Segment Open

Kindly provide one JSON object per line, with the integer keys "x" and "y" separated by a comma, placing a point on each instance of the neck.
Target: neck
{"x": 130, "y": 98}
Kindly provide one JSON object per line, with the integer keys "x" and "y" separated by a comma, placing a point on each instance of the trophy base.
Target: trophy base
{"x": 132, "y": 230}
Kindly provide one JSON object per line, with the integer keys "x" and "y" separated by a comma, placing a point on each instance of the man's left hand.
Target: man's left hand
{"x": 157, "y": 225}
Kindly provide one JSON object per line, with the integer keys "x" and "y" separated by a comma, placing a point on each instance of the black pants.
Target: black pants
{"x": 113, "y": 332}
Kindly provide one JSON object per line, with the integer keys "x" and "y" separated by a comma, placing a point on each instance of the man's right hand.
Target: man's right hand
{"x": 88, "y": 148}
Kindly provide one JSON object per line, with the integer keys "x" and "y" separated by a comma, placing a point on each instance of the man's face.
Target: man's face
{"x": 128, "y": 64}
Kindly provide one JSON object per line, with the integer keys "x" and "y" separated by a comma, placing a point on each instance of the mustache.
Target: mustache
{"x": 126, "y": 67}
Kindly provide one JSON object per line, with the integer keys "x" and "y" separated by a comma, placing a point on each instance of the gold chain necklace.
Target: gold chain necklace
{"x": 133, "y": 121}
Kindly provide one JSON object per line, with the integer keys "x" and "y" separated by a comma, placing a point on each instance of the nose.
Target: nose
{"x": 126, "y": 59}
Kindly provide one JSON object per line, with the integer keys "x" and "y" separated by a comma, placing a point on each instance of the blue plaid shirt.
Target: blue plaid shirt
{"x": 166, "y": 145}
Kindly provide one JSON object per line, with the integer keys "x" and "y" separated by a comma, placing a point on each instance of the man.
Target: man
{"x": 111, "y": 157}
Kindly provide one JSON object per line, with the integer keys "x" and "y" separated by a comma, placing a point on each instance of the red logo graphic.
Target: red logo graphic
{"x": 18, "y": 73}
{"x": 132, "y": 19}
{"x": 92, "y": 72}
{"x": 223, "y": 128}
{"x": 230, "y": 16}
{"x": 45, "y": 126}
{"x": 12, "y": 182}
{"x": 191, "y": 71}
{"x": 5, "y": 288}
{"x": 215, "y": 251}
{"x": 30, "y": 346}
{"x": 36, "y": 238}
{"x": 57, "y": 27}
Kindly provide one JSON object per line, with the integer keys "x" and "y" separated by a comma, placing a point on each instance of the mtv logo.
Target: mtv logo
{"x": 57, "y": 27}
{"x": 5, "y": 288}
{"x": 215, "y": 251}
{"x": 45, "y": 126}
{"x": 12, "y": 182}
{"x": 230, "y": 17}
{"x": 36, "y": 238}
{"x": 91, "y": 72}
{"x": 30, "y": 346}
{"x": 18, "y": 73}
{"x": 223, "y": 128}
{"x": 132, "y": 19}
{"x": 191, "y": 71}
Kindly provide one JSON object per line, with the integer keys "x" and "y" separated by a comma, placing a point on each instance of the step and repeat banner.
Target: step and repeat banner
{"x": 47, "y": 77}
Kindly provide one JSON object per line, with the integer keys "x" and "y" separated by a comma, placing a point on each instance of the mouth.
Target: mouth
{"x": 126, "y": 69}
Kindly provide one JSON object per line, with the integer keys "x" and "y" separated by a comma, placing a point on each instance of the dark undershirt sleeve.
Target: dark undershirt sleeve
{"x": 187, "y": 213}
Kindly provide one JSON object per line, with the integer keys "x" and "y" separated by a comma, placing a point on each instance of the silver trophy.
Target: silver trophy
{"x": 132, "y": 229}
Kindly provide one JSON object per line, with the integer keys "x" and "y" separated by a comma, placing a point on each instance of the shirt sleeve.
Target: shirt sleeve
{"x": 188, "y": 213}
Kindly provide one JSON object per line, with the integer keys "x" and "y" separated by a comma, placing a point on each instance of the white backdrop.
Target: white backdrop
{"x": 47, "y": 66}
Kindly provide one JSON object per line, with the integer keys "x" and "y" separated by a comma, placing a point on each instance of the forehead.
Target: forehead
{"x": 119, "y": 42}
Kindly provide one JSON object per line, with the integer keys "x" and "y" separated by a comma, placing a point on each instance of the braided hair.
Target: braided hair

Segment Closed

**AIM OF THE TASK:** An exact copy of every entry is the expected result.

**TASK RESPONSE:**
Kindly provide one JSON object per line, with the integer keys "x" and "y" separated by a comma, placing a point on each instance of the neck.
Target: neck
{"x": 130, "y": 98}
Kindly provide one JSON object per line, with the integer keys "x" and "y" separated by a comma, placing a point on each instance of the trophy base.
Target: trophy base
{"x": 132, "y": 230}
Kindly provide one JSON object per line, with the integer keys "x" and "y" separated by a comma, placing a point on each instance of the man's left hand.
Target: man's left hand
{"x": 157, "y": 225}
Kindly provide one JSON object per line, with the integer keys "x" and "y" separated by a comma, placing a point on each instance of the black pants.
Target: black pants
{"x": 113, "y": 332}
Kindly provide one JSON object per line, with the integer keys "x" and "y" separated by a comma, placing a point on each instance of the man's right hand.
Target: man's right hand
{"x": 88, "y": 148}
Kindly provide one JSON object per line, with the integer keys "x" and "y" separated by a comma, placing a point on each instance of the man's face.
Target: man's face
{"x": 128, "y": 64}
Kindly provide one JSON object per line, with the integer keys "x" and "y" separated by a comma, placing a point on each instance of the mustache.
Target: mustache
{"x": 126, "y": 67}
Kindly provide one JSON object per line, with the integer keys "x" and "y" separated by a comma, placing a point on each instance of the gold chain necklace.
Target: gold chain necklace
{"x": 133, "y": 121}
Kindly provide one JSON object per line, with the integer keys "x" and "y" separated by a comma, placing a point on each instance of the nose.
Target: nose
{"x": 126, "y": 59}
Kindly provide one JSON object per line, with the integer keys "x" and "y" separated by a comma, placing a point on each instance of the blue plaid shirt.
Target: blue plaid shirt
{"x": 166, "y": 145}
Kindly provide one JSON object per line, with the integer keys "x" and "y" separated by a comma, placing a point on each instance of the man.
Target: man
{"x": 111, "y": 157}
Kindly provide one JSON object per line, with the integer keys "x" and "y" separated by a comma, placing a point on each instance of the red logo graphic.
Target: red logo graphic
{"x": 18, "y": 73}
{"x": 132, "y": 19}
{"x": 92, "y": 72}
{"x": 223, "y": 128}
{"x": 230, "y": 16}
{"x": 45, "y": 126}
{"x": 12, "y": 182}
{"x": 191, "y": 71}
{"x": 5, "y": 288}
{"x": 215, "y": 251}
{"x": 30, "y": 346}
{"x": 36, "y": 238}
{"x": 57, "y": 27}
Kindly provide one JSON object per line, with the integer keys "x" and "y" separated by a comma, placing a point on each instance of the mtv logo.
Target: mtv logo
{"x": 57, "y": 27}
{"x": 5, "y": 288}
{"x": 215, "y": 251}
{"x": 45, "y": 126}
{"x": 12, "y": 182}
{"x": 230, "y": 17}
{"x": 36, "y": 238}
{"x": 91, "y": 72}
{"x": 30, "y": 346}
{"x": 18, "y": 73}
{"x": 223, "y": 128}
{"x": 132, "y": 19}
{"x": 191, "y": 71}
Kindly provide one JSON object per line, with the integer keys "x" and "y" separated by a comma, placing a point on each instance of the step and repeat banner.
Target: step and repeat banner
{"x": 47, "y": 77}
Kindly provide one JSON object per line, with the integer keys "x" and "y" separated by a comma, placing a point on each instance of the mouth.
Target: mouth
{"x": 126, "y": 69}
Kindly provide one JSON object per line, with the integer keys "x" and "y" separated by a comma, placing a point on each instance of the dark undershirt sleeve.
Target: dark undershirt sleeve
{"x": 187, "y": 213}
Kindly provide one JSON object per line, with the integer keys "x" and "y" separated by a comma, placing a point on each instance of the silver trophy.
Target: silver trophy
{"x": 132, "y": 229}
Kindly provide one JSON object per line, with the integer keys "x" and "y" separated by a comma, placing a point on each instance of the shirt sleeve.
Target: shirt sleeve
{"x": 188, "y": 213}
Kindly provide one JSON object per line, with the integer keys "x" and "y" separated by a comma, placing a point on each instance of the white backdrop.
Target: white backdrop
{"x": 47, "y": 66}
Kindly provide one JSON object per line, with the integer keys "x" and "y" separated by a comma, placing a point on each instance of the forehead.
Target: forehead
{"x": 119, "y": 42}
Kindly provide one JSON object per line, with the integer keys "x" and "y" separated by a comma, placing a point on each instance of the braided hair.
Target: braided hair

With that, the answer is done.